EXERCISE BRIEF: Recast all of the records below as a single numbered list with one line per item, and omit any blank lines.
◆ ◆ ◆ ◆
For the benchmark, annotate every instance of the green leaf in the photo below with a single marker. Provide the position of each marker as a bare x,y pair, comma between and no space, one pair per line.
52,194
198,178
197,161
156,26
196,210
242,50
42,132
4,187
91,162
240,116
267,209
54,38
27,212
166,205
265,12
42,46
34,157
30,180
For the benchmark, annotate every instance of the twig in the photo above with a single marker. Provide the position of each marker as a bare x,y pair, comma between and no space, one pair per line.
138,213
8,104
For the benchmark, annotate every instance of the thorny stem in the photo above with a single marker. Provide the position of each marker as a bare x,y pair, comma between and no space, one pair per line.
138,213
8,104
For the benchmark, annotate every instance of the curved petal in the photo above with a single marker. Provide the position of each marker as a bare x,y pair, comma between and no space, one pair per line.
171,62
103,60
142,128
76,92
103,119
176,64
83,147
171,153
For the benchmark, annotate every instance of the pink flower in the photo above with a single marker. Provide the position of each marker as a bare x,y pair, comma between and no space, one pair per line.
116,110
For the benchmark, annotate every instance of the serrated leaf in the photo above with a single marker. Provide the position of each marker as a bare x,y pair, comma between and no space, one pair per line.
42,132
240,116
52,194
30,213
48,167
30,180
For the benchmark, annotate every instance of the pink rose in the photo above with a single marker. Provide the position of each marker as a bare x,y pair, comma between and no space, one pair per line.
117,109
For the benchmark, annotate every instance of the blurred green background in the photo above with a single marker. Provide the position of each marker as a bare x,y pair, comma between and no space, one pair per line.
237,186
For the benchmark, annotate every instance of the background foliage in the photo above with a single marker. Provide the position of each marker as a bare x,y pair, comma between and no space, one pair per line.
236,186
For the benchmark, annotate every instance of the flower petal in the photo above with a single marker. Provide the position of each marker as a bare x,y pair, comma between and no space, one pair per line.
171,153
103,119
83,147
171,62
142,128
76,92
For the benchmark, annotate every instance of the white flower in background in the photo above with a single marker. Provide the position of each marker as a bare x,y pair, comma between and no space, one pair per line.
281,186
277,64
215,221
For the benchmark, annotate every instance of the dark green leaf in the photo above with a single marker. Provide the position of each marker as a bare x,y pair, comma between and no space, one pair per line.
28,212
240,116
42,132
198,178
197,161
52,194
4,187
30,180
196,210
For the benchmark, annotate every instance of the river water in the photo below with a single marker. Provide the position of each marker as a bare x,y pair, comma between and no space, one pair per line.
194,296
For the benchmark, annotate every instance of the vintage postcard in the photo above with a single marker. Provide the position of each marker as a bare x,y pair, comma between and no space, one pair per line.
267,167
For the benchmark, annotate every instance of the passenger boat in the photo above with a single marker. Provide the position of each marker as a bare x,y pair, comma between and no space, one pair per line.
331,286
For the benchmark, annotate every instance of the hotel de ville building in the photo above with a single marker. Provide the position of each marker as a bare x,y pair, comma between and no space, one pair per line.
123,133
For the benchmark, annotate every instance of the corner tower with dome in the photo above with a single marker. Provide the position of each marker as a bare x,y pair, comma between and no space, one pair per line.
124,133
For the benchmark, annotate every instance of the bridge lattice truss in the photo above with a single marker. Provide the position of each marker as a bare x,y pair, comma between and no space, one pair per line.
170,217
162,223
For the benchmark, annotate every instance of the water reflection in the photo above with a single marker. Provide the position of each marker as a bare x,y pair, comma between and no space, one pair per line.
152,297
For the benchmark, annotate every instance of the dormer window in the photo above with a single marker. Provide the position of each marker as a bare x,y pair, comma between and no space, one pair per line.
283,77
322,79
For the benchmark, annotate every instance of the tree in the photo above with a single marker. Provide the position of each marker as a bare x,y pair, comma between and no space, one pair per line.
◆ ◆ ◆ ◆
TASK SOLUTION:
1. For the benchmark, annotate every instance of the green leaf in the photo below with a single marker. Provide the position of each marker as a bare x,y pair, comma between and no space, one pair per line.
2. 52,194
3. 198,178
4. 197,161
5. 156,26
6. 196,210
7. 242,50
8. 42,132
9. 4,187
10. 91,162
11. 240,116
12. 267,209
13. 54,38
14. 27,212
15. 166,205
16. 265,12
17. 42,46
18. 34,157
19. 30,180
20. For the benchmark, annotate every instance of the twig in the photo above with a single marker. Provide the position of each marker as a bare x,y pair, comma between and no space, one pair per line.
21. 138,213
22. 8,104
23. For the benchmark, annotate every instance of the thorny stem in the photo above with a single marker. Provide the position of each marker as a bare x,y pair, comma between and no space, one pair per line.
24. 138,213
25. 8,104
26. For the benchmark, annotate every instance of the curved petal in the photo above with a single marker. Provide the position of each marker as a bare x,y pair, comma between and no space, one pair per line.
27. 171,62
28. 103,60
29. 142,128
30. 76,92
31. 103,119
32. 176,64
33. 83,147
34. 171,153
35. For the benchmark, annotate every instance of the pink flower in the photo above with a single marker. Provide the position of each marker as a bare x,y pair, comma between and no space, one pair per line.
36. 116,110
37. For the benchmark, annotate every instance of the serrated leaf in the photo above with a single marker. Provide the position of each marker as a bare x,y pair, comma between and no space, one pair per line.
38. 42,132
39. 240,116
40. 52,194
41. 30,213
42. 48,167
43. 30,180
44. For the benchmark, annotate every instance of the pink rose in the photo above with a single marker. Provide the position of each marker as a bare x,y pair, comma between and no space, one pair per line.
45. 117,109
46. For the benchmark, annotate every instance of the blurred green background in the photo above with a single marker. Provide the position of each marker as a bare x,y pair, comma between and no space, one pair per line.
47. 237,186
48. For the benchmark, annotate every instance of the background foliage in the photo above with a single marker. Provide the position of each marker as a bare x,y pair, comma between and no space, one pair per line.
49. 236,186
50. For the benchmark, annotate every instance of the flower petal in the photo above with a single marker. Provide the position of each marker as a bare x,y pair, comma between and no space, one pair per line.
51. 171,153
52. 103,119
53. 83,147
54. 171,62
55. 142,128
56. 76,92
57. For the benchmark, annotate every instance of the white flower in background in the photo above with a single marker. Provide the position of each marker as a bare x,y pair, comma between and no space, one pair per line.
58. 281,186
59. 277,64
60. 215,221
61. For the benchmark, annotate every instance of the dark green leaf in the photo above with a single marker. Provide the position of each marker as a bare x,y pair, comma between and no space, one pair per line.
62. 28,212
63. 240,116
64. 42,132
65. 198,178
66. 197,161
67. 52,194
68. 4,187
69. 30,180
70. 196,210
71. For the benchmark, annotate every instance of the river water in the photo below with a single marker. Provide the position of each marker as a bare x,y pair, comma between and no space, one pair per line.
72. 194,296
73. For the benchmark, annotate every instance of the vintage postcard in the photo above with a single marker. Provide the position of each marker as a bare x,y pair, comma between and no space, one pair per line.
74. 267,167
75. For the benchmark, annotate every instance of the passenger boat in the photo above with a single marker. Provide the position of each marker as a bare x,y pair, comma between and no space, one pair per line.
76. 331,286
77. For the benchmark, annotate every instance of the hotel de ville building in the photo above with a single marker. Provide the position of each marker as a bare x,y pair, comma between and no space, one pair per line.
78. 123,133
79. For the benchmark, annotate every instance of the corner tower with dome in the photo above with a single marker. Provide the position of each marker as a bare x,y pair, comma between and no space, one pair per line.
80. 124,133
81. For the benchmark, annotate every instance of the bridge lattice truss in the photo above with a single marker. Provide the position of each marker as a bare x,y pair, comma between and no space, one pair per line.
82. 170,217
83. 162,223
84. For the benchmark, annotate every instance of the water reflection in the photo above with a single marker. Provide the position of each marker as a bare x,y pair, comma between and no space, one pair per line.
85. 152,297
86. For the benchmark, annotate every instance of the dormer window in the photo above with a single marker. Provide the position of each marker as a bare x,y pair, comma between and no space, one pair per line.
87. 283,77
88. 322,79
89. For the benchmark, annotate every instance of the tree in the photo above with a single marker. Provide the position of each marker as a bare x,y pair, comma between and no space, one pair per line.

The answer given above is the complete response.